◆ EXERCISE REQUIREMENTS ◆
• A. Render the following sentence from the introduction on triple-product-free sets into French: "A sum-free set is locally maximal if it is not properly contained in any other sum-free set."
• B. Extend the introduction on triple-product-free sets beyond its last sentence.

◆ SELECTION ◆
1 Introduction
Triple-product-free sets are one example of a solution-free set. Loosely speaking, a solution-free set in a group is a set whose elements do not satisfy a given equation or collection of equations.
The most extensively studied solution-free sets have been sum-free sets in abelian groups. These are nonempty sets containing no solutions to
$x + y = z$
. Interest in sum-free sets dates back to a theorem of Schur [Reference Schur5], which states that for all positive integers k, there exists a positive integer n such that
$\{1, 2, \ldots , n\}$
cannot be partitioned into k sum-free sets. This implies that the set of integers cannot be partitioned into finitely many sum-free sets.
A sum-free set is locally maximal if it is not properly contained in any other sum-free set. Such sets relate to another example of a solution-free set: the widely studied concept of caps in finite geometry. A k-cap in the projective space
$PG(n, q)$
is a collection of k points with no three collinear. Maximal (by inclusion) caps are known as complete caps. When
$q=2$
, complete caps are equivalent to locally maximal sum-free sets of
$\mathbb {Z}_2^{n+1}$
. In this context, locally maximal product-free sets for elementary abelian 2-groups of order up to 64 were classified in [Reference Khatirinejad and Lisoněk4].
In an arbitrary group, we refer not to sum-free sets, but to product-free sets, which contain no solutions to
$xy=z$
. As every product-free set is contained in a locally maximal product-free set, it is important to understand the locally maximal product-free sets. Giudici and Hart [Reference Giudici and Hart3] gave necessary and sufficient conditions for a product-free set to be locally maximal in a group, and investigated groups containing smallest possible locally maximal sum-free sets. They classified all finite groups containing maximal product-free sets of sizes 1 and 2, with the size 3 and 4 case tackled by Anabanti and Hart in [Reference Anabanti and Hart2, Reference Anabanti1]. Some general results were also obtained.
In this paper, we focus on locally maximal triple-product-free sets.
Definition 1.1. Let S be a nonempty subset of a finite group G. We say S is triple-product-free if
$abc \notin S$
for all
$a, b, c \in S$
. Further, S is said to be locally maximal triple-product-free in G if S is triple-product-free and not properly contained in any other triple-product-free set. (If G is an additive group, we refer instead to triple-sum-free sets.)
The following lemma provides infinitely many examples of locally maximal triple-product-free sets.

◆ GIVEN DATA ◆

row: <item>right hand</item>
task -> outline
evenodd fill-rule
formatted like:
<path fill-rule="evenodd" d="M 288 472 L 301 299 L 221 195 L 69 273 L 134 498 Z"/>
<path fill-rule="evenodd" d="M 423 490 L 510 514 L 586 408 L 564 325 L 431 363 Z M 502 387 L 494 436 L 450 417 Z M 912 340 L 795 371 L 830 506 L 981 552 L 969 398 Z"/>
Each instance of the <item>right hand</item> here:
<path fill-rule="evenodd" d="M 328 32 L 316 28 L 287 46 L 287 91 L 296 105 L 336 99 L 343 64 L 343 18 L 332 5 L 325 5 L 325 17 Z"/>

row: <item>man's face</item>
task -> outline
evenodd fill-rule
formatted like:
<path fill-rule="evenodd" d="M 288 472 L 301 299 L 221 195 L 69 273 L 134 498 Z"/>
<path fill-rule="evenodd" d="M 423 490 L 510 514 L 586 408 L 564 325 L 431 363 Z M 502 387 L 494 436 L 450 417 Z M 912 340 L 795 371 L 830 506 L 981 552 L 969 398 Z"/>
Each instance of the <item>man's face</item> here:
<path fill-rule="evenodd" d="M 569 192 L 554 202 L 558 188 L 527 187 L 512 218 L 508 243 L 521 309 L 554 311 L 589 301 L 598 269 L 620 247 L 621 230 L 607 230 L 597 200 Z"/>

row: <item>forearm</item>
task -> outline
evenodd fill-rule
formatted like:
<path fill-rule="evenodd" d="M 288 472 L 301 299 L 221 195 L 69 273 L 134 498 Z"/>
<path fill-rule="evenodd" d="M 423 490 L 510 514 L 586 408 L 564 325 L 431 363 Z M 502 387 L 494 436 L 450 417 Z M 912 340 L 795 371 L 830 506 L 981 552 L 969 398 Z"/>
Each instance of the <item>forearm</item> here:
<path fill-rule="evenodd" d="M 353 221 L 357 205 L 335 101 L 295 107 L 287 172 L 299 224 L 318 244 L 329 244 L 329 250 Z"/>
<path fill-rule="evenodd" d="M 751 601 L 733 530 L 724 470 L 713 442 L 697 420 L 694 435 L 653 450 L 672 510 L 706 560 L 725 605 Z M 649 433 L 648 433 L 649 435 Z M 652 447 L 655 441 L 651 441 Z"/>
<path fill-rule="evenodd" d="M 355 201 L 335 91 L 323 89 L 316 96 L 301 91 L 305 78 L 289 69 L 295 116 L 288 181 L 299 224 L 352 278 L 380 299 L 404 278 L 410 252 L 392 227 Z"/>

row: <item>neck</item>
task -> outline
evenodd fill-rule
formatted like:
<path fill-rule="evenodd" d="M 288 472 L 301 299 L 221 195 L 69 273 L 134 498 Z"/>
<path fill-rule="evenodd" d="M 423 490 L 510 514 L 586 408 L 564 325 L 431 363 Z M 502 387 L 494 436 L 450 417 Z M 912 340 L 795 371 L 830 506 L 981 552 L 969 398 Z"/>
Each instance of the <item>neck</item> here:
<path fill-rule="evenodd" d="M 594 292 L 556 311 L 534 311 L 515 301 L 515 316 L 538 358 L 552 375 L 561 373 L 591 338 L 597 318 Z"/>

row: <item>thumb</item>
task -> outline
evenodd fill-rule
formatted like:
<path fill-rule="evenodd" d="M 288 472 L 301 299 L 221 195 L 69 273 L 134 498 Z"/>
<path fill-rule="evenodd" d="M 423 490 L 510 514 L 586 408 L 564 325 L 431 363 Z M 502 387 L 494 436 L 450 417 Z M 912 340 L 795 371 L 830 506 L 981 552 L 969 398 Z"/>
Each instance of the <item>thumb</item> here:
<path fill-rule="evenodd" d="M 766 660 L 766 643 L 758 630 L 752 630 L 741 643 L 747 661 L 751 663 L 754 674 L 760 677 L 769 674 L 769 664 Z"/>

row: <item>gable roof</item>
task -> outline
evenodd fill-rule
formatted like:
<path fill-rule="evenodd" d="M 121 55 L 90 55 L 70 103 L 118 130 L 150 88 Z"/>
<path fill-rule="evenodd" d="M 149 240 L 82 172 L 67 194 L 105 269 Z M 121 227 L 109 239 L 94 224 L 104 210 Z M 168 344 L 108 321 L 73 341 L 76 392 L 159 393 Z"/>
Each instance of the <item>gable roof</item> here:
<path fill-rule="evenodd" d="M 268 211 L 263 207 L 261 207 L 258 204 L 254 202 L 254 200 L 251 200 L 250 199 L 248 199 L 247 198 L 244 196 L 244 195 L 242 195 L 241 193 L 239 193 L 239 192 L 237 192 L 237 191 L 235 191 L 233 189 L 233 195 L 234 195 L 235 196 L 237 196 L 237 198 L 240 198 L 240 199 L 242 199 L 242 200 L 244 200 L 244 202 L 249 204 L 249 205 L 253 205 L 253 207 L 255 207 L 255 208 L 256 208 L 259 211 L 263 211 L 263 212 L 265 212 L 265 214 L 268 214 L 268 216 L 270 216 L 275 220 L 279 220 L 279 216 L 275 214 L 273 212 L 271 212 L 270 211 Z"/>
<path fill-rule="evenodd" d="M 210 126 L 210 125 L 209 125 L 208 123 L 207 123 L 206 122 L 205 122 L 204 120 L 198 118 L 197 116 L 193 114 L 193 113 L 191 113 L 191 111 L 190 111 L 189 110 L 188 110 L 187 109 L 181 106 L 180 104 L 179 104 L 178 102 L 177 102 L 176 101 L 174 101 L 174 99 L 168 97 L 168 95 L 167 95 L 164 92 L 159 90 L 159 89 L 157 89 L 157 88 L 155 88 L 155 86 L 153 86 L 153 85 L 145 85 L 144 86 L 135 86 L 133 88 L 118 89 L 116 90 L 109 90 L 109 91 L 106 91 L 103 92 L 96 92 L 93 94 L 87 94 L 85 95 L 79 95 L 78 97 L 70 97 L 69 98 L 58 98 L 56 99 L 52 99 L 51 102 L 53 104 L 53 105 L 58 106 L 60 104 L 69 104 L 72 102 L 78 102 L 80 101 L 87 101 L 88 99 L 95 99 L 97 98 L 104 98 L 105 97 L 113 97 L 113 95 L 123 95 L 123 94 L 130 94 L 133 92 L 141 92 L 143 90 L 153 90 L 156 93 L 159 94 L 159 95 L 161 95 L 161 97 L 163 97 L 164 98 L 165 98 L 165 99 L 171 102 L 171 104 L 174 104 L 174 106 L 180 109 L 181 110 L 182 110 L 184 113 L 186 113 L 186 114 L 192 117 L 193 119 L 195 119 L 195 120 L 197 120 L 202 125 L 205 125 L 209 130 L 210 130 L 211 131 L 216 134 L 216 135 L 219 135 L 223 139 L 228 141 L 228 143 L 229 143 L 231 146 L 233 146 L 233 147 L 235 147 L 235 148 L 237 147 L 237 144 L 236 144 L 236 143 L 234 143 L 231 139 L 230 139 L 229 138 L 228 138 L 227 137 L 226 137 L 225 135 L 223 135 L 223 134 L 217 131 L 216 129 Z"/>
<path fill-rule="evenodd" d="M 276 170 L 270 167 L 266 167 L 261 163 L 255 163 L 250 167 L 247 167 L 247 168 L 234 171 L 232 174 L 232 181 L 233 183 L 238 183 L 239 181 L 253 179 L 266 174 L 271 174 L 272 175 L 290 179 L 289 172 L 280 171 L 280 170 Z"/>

◆ RESULTS OF THE TASKS ◆
• A. Un ensemble sans somme est localement maximal s'il n'est contenu proprement dans aucun autre ensemble sans somme.

• B.
Lemma 1.2. Let G be a group and let N be a normal subgroup of index 3 in G. Any nontrivial coset of N is locally maximal triple-product-free.
Proof. Suppose
$x \notin N$
. Let
$a, b, c \in Nx$
. Then
$abc \in (Nx)(Nx)(Nx)= (Nx)^3 = N \not = Nx$
. Therefore,
$Nx$
is triple-product-free. Moreover, suppose
$g\in G\setminus Nx = N \cup Nx^2$
and let
$S = \{g\} \cup Nx$
. If
$g\in N$
, then
$g = (gx^{-3})x\cdot x\cdot x\in (Nx)(Nx)(Nx)$
. If
$g\in Nx^2$
, then
$g^{-1}\in Nx$
and
$g = ggg^{-1}$
. Either way, S is not triple-product-free. Hence,
$Nx$
is locally maximal triple-product-free.
The triple-product-free sets provided by Lemma 1.2 are large as a proportion of the group order. At the other extreme are locally maximal triple-product-free sets of smallest size. In Section 2, we determine all groups with locally maximal triple-product-free sets of size 1 (Theorem 2.2). In Section 3, we obtain some results on triple-product-free sets of arbitrary size, including necessary and sufficient conditions for a subset of a group to be locally maximal triple-product-free (Theorem 3.5).
We use the following common notation: for an element a of a group G, the order of a is written
$o(a)$
and the centraliser of a in G is
$C_G(a)$
. The cyclic group of order n is denoted
$C_n$
; the dihedral group of order
$2n$
is denoted
$D_{2n}$
, and
$Q_8$
is the quaternion group of order 8.
2 Sets of size 1
In this section, we determine all groups with locally maximal triple-product-free sets of size 1.
Lemma 2.1. Suppose
$\{a\}$
is a locally maximal triple-product-free set in a group G. Then
$o(a) \in \{3, 4, 5\}$
.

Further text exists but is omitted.